== Te bestuderen tekst ==
--- --- ---

In het voorjaar van 1995 raakt hij in paniek. Dat past niet bij zijn persoonlijkheid, die zich kenmerkt door zijn rust en ingetogenheid. Een bezoek aan het ziekenhuis op een doodnormale doordeweekse dag, eindigt in een persoonlijk catastrofe voor William Uthermohlen als hij te horen krijgt dat hij gekweld wordt door de ziekte Alzheimer. Een duivel die zich als trage lava langzaam en onomkeerbaar over zijn brein uitspreidt. William Utermohlen is dan 62 jaar oud. Hij beseft zijn lotsbestemming en besluit zijn helderheid zo lang mogelijk gevangen te houden achter zijn ogen, zijn hoofd, zijn karakter.
In 1996 begint William Utermohlen moedig aan een reeks zelfportretten die zal voortduren tot op de dag dat hij helemaal niets meer kan. Het voornemen bij deze portretten is om grip te houden op de veranderende situatie. Het is een poging tot zelfgenezing, of een uitstel van een ziekte die eigenlijk niet te bevechten valt. Het kijken naar jezelf is een belangrijk onderdeel van het bepalen van identiteit, het besef van een persoonlijkheid. De eerste ervaring van jezelf in een spiegel herkennen is een belangrijk deel van ieders persoonlijke ontwikkeling. In de portretten is de wanhopige zoektocht naar zijn eigen geest duidelijk zichtbaar. De ziekte zorgt voor een sluimerende persoonlijkheidsverandering die hij uit alle macht probeert tegen te gaan door het meest existentiële te doen binnen de macht van een kunstenaar: het vertalen van een binnenwereld naar beeltenissen voor de buitenwereld. De werken laten op een hartverscheurende manier zien hoe zijn persoonlijkheid zich van hem ontvreemd en hoe hij wordt gekweld door donkere gedachten en angsten, tot op de dag dat hij zichzelf tekent als een wanhopige kluwen aan lijnen met twee zwarte kralen als ogen die zielloos de wereld in staren. Vreselijk verlaten gevoelens, het isolement, het gebrek aan zelfbeheersing, deze man is een geest geworden van zijn eigen bestaan. Het spiegelbeeld van William is niet langer een herkenning van zijn identiteit, maar een vreemde dubbelganger, eentje waarmee hij zich niet langer kan identificeren. Daarmee is een strijd verloren tegen de diepe wil om niet te verdwijnen.

--- --- ---

== Opgesomde gegevens ==
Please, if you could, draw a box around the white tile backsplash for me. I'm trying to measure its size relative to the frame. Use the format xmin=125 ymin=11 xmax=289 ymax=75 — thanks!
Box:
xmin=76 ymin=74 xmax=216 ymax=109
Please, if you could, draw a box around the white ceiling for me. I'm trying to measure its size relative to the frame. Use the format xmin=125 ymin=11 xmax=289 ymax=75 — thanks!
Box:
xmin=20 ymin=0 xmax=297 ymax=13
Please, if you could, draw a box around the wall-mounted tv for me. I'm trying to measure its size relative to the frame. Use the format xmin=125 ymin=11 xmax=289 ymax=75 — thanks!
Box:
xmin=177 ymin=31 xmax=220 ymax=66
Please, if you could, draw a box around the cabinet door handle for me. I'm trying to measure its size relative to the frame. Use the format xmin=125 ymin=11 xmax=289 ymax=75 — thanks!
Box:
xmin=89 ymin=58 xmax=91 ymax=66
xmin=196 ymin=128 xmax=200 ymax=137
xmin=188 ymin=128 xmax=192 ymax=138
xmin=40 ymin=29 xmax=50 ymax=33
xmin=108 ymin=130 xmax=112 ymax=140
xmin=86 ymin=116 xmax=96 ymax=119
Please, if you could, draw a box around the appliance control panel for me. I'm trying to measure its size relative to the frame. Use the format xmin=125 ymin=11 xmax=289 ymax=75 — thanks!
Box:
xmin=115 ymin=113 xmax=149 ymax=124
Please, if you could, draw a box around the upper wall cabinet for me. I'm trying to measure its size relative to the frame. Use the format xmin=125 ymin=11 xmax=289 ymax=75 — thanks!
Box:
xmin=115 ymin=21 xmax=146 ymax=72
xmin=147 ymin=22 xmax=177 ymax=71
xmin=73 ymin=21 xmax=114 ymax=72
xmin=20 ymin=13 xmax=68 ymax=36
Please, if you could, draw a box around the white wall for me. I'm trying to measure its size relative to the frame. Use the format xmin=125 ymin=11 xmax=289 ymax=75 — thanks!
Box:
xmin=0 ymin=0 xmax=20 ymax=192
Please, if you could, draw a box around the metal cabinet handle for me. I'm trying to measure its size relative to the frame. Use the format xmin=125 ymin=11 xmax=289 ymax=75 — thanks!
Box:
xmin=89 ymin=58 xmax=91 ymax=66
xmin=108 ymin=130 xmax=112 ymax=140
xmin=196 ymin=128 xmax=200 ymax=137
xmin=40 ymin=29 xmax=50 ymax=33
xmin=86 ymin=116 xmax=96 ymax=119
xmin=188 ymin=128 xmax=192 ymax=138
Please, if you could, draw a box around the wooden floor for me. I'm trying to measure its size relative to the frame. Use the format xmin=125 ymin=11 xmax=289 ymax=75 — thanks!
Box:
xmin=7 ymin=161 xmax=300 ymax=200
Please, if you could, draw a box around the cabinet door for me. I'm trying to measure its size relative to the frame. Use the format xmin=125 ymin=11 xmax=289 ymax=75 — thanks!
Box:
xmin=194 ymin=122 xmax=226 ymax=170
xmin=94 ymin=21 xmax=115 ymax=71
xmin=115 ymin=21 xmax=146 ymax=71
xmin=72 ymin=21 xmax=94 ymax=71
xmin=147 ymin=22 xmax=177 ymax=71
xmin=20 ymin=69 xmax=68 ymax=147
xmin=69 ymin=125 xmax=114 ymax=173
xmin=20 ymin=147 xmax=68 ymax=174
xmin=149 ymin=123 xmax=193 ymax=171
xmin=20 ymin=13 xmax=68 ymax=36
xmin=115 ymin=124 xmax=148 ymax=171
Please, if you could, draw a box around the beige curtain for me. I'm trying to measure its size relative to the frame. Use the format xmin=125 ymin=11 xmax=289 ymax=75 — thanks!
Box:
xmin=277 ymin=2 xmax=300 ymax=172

--- --- ---

== Werkinstructies ==
a) In welk jaar begint William Utermohlen volgens de tekst over hem aan zijn reeks zelfportretten?
b) Hervat de tekst over William Utermohlen na de laatste zin.
Het materiaal is voor deze opdrachten niet nodig.

== Genummerde antwoorden ==
a) In 1996.

b)
Niet alleen tonen de zelfportretten een stille, subjectieve getuigenis van de gekwelde geest, de medische wereld gaf blijk van grote interesse in de schilderijen, omdat patiënten naar mate de Alzheimer steeds erger wordt niet meer kunnen uitleggen wat ze ervaren. Tevens verleren patiënten te schrijven, dus het bijhouden van dagboeken kunnen zij ook niet. Ook William verloor het vermogen om te schrijven. Dit toont hij doordat hij op een middag in het verzorgingstehuis keer op keer zijn naam probeerde te spellen. Op de pagina’s zien een blijk van wanhoop: Ik ben William, ik kan niet lezen, ik kan niet schrijven.
De serie zelfportretten van de kunstenaar tonen stapsgewijs de verandering van zijn perceptie op de wereld, gelijktijdig met het aftakelen van zijn brein. Dat een patiënt niet meer kan schrijven en lezen, maar een kunstenaar nog wel kan schilderen is zeer uniek en daarom zo waardevol voor medici en hulpverleners. Niet alleen de zelfportretten, maar ook ‘The Conversation Pieces’ serie tonen een inkijk in de gestage transformatie van zijn geest. In deze serie is, weliswaar achteraf beschouwend, een verandering waarneembaar waarin perspectief en vlakverdeling steeds chaotischer worden.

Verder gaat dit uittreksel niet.